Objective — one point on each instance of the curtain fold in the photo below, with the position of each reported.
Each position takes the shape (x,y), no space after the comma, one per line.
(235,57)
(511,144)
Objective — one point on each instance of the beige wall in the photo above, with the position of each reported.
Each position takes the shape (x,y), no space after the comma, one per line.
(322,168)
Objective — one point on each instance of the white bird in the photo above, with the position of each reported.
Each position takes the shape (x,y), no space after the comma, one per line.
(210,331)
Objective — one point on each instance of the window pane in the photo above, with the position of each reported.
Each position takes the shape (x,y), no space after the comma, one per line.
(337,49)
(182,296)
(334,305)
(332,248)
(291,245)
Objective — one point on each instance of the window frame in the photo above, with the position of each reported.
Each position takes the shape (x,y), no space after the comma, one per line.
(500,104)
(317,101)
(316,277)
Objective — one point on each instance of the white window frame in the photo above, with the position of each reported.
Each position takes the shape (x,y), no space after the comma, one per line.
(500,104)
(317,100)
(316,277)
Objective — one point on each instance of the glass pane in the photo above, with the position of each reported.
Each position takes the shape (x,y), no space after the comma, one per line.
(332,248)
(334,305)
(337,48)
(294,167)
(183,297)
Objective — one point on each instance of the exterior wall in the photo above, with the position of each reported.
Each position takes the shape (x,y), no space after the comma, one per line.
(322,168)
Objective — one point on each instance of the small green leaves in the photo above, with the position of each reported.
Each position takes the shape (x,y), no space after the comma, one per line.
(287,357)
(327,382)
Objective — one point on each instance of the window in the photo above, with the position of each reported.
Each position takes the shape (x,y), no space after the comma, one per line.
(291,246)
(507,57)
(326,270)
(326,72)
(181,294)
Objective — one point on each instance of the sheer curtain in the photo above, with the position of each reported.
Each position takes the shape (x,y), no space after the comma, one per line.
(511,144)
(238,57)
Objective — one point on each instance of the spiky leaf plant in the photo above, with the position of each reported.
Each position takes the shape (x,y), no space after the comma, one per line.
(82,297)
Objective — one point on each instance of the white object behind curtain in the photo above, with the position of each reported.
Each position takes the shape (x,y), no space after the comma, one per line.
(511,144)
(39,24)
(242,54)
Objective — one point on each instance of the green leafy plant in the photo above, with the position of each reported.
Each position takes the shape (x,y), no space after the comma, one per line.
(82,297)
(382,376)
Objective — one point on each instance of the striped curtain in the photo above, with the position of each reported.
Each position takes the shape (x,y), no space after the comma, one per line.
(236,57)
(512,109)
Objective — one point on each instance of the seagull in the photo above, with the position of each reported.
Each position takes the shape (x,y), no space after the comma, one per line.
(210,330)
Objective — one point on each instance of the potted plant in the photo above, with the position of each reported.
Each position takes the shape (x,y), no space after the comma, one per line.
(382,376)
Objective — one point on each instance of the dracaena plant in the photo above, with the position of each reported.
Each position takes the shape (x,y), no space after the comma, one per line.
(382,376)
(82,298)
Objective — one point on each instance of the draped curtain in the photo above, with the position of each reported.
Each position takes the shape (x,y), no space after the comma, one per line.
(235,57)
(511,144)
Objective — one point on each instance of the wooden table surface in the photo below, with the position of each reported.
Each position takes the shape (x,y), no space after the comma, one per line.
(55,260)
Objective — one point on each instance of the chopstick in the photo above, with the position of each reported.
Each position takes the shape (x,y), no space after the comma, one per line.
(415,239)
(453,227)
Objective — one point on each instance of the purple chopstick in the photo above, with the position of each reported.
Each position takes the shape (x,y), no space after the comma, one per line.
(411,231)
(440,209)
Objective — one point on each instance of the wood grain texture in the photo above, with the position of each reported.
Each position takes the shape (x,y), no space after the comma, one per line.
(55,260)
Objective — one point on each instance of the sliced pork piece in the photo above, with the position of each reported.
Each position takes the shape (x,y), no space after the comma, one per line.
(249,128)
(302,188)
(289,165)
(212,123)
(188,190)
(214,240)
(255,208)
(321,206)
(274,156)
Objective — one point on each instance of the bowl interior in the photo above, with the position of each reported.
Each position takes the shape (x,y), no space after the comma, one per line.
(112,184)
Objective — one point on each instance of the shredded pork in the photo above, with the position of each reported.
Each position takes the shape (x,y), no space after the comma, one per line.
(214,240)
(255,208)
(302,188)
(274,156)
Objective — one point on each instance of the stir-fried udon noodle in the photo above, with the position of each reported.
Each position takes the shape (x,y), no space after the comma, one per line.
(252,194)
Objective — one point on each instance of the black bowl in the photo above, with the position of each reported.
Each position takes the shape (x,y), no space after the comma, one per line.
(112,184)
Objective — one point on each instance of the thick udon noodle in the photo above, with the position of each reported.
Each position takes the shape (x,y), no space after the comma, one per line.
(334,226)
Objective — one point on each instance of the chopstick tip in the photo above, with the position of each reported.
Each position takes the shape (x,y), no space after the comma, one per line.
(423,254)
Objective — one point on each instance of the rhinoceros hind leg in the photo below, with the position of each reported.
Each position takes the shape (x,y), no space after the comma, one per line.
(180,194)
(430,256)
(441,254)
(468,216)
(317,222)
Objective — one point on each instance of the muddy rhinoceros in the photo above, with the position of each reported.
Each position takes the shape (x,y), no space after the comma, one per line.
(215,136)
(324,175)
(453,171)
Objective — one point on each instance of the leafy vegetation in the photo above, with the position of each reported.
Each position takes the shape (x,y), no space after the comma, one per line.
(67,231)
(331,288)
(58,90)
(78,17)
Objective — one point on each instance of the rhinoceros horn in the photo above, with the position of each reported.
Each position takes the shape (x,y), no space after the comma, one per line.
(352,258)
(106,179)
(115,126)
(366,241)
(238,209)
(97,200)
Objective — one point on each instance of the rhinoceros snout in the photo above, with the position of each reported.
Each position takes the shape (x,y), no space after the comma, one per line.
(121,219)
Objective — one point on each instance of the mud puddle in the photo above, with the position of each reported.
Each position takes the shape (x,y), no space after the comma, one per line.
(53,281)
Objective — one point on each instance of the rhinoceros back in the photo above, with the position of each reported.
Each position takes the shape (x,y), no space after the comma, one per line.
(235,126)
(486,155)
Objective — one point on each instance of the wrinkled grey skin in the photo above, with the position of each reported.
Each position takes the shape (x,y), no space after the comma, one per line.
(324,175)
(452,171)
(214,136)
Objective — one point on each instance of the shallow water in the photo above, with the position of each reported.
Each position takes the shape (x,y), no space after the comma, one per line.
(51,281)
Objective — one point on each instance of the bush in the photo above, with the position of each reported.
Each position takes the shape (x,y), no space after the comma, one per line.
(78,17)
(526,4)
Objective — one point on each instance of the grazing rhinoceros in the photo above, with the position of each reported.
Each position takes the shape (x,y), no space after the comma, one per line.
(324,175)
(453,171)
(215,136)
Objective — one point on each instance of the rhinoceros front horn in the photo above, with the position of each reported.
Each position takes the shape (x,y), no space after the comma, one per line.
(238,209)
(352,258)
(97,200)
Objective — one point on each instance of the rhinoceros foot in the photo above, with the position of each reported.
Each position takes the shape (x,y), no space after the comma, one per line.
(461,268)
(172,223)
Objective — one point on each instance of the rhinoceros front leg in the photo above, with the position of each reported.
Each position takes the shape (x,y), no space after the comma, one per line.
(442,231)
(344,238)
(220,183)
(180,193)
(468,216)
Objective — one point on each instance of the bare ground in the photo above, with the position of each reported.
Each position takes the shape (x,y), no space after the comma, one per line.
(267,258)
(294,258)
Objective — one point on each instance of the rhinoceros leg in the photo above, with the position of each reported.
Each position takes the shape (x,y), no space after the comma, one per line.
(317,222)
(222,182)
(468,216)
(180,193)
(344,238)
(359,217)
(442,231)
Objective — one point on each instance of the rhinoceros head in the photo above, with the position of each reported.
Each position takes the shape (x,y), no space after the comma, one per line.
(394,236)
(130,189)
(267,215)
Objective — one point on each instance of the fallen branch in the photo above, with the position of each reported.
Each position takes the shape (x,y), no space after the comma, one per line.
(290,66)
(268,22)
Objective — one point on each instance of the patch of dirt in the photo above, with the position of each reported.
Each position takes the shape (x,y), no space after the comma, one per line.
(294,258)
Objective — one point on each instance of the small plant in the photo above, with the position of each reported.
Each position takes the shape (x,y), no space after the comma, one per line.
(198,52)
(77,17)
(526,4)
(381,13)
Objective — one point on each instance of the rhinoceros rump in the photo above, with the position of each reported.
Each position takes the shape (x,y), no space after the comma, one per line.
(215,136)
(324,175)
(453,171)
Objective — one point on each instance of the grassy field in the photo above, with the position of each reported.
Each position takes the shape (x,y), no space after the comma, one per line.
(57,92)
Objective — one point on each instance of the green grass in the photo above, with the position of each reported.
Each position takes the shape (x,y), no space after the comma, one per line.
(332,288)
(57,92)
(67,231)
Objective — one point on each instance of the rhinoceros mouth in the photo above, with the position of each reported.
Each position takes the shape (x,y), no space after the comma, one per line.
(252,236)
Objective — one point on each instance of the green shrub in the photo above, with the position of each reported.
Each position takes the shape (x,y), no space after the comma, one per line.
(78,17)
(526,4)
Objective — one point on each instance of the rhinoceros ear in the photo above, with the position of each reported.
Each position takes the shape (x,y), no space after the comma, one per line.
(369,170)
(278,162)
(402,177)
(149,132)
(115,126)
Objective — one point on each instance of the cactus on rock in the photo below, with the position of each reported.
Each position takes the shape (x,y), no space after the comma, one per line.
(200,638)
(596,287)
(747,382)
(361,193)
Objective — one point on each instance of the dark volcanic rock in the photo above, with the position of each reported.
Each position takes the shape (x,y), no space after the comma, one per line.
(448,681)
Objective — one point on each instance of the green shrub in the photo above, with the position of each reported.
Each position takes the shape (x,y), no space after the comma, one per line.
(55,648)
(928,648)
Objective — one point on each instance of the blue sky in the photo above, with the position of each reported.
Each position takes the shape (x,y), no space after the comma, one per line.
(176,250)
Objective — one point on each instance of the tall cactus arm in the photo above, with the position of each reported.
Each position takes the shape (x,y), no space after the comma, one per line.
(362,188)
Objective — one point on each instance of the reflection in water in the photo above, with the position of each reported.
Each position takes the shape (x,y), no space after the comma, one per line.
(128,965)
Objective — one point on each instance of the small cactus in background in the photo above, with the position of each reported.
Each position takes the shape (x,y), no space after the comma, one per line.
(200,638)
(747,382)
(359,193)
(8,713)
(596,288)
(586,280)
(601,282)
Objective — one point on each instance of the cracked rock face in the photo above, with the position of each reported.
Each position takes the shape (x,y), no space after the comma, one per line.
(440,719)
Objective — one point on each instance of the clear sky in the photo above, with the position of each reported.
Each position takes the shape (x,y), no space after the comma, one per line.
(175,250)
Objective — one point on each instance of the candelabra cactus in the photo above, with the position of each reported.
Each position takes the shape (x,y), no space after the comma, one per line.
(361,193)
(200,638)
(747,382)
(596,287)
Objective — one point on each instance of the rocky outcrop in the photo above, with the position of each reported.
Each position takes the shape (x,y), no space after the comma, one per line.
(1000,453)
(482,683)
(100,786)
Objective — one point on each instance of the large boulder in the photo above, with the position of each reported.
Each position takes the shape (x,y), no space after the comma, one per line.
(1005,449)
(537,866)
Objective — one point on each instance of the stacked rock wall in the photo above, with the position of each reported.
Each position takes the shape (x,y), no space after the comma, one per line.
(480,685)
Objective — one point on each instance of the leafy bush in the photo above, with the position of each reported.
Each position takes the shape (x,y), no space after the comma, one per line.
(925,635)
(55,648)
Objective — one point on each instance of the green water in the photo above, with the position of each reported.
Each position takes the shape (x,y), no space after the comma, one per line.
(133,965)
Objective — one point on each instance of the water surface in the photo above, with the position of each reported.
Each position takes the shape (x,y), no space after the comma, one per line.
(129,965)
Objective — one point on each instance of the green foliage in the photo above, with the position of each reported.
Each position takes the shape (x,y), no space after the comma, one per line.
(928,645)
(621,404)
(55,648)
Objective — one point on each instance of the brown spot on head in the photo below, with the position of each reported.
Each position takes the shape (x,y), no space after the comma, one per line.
..........
_Your instructions_.
For every line above that holds the string "bush", add one to a count; give that count alone.

_Problem solution_.
2